-- Opening Marker --

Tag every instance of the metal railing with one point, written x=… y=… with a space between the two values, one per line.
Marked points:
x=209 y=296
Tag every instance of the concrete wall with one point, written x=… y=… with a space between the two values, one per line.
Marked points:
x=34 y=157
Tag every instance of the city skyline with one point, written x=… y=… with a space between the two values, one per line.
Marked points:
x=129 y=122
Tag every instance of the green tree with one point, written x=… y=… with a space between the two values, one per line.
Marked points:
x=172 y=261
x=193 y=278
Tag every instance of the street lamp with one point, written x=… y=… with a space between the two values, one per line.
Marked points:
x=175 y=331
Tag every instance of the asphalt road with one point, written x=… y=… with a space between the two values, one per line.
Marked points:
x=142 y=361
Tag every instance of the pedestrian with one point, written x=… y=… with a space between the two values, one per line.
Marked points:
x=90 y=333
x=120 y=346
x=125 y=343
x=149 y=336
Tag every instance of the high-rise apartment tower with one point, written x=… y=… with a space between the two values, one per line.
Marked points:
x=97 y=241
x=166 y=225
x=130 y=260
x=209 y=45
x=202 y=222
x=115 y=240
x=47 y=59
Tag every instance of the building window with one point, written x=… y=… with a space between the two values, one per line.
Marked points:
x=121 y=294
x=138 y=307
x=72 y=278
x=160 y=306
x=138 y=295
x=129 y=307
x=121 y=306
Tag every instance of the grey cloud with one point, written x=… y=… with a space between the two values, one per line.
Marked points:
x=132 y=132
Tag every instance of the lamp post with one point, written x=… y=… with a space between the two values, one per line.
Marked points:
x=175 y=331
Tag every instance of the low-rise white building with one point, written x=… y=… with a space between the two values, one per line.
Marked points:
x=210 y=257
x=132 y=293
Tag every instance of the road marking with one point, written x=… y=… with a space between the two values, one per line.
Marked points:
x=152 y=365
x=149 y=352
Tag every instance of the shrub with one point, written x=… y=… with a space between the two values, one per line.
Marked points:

-- Closing Marker --

Set down the listing in full, keeping every word exactly as it is.

Tag every instance of the metal railing with one point, written x=… y=… with a space between the two values, one per line.
Marked points:
x=209 y=296
Tag every instance of the concrete wall with one point, written x=… y=… with a space between the two values, one per line.
Marked points:
x=34 y=157
Tag every instance of the city skyline with one point, written x=… y=… with a space between the two values, one per line.
Marked points:
x=129 y=122
Tag every instance of the green tree with one point, written x=… y=… with a space between the two values, one per line.
Marked points:
x=172 y=261
x=193 y=278
Tag every instance of the street lamp with one point, written x=… y=… with a space between the two values, one per line.
Marked points:
x=175 y=331
Tag every instance of the asphalt road with one point, written x=… y=… with a space between the two values, one per line.
Marked points:
x=142 y=361
Tag every instance of the pedestrian with one point, written x=… y=… with a space between the two values, one per line.
Marked points:
x=90 y=333
x=120 y=346
x=125 y=343
x=149 y=336
Tag every instance of the high-rise apartment tower with one point, written x=… y=… with a space between the two values, one per line.
Marked points:
x=97 y=241
x=166 y=225
x=130 y=260
x=209 y=45
x=202 y=222
x=115 y=240
x=47 y=59
Tag every instance of the building window with one point, written x=… y=… with a space between the two values, one per line.
Marked points:
x=121 y=294
x=138 y=307
x=72 y=278
x=160 y=306
x=138 y=295
x=129 y=307
x=121 y=306
Tag every instance of the grey cloud with one point, written x=… y=… with a space between the two values, one per line.
Marked points:
x=132 y=132
Tag every instance of the lamp post with one point, written x=… y=… with a space between the two values, one per line.
Marked points:
x=175 y=331
Tag every instance of the low-rise white building with one point, written x=… y=… with a space between the two values, one per line.
Marked points:
x=210 y=257
x=132 y=293
Tag every instance of the road marking with one point, written x=… y=… with a space between the two values, one per line.
Marked points:
x=152 y=365
x=149 y=352
Tag every instance of the shrub with one point, written x=… y=… with a space between the two values, one per line.
Marked points:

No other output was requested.